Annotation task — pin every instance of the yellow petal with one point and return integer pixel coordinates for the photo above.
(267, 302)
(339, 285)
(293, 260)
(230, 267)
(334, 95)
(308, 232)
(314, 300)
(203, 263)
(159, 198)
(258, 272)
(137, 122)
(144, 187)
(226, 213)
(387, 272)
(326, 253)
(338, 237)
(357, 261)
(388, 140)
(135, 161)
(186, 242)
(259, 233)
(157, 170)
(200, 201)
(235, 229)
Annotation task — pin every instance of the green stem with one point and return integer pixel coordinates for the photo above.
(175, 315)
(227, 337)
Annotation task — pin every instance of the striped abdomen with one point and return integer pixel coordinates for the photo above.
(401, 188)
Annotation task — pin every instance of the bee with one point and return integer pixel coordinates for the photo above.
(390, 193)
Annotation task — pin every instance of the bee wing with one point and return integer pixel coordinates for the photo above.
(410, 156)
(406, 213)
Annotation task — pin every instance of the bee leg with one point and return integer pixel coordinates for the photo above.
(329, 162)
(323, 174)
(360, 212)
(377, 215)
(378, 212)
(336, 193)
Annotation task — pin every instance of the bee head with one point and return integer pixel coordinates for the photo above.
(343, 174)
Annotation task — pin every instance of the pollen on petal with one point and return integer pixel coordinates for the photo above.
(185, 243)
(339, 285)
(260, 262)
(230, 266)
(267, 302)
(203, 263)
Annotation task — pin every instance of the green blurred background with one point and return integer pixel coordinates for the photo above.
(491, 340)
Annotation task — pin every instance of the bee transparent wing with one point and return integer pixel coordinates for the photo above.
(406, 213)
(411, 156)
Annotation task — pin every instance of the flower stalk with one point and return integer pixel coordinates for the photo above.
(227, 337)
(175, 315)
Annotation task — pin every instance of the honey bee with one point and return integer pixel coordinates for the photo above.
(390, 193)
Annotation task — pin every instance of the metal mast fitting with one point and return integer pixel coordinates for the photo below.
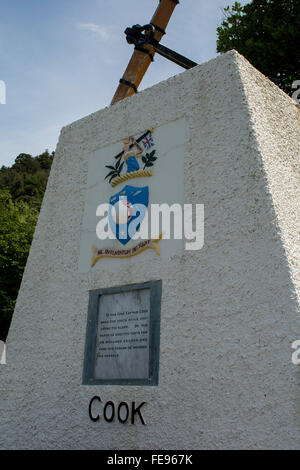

———

» Task prompt:
Find every line in the items above that contains the word "green" and copy each of those lines in full.

» Task output:
Annotation task — pin every instance of the green stem with one point and return integer pixel coordinates for the photo above.
Annotation task — pin every instance of the green blurred background with one point and return integer pixel coordinates for the photo above.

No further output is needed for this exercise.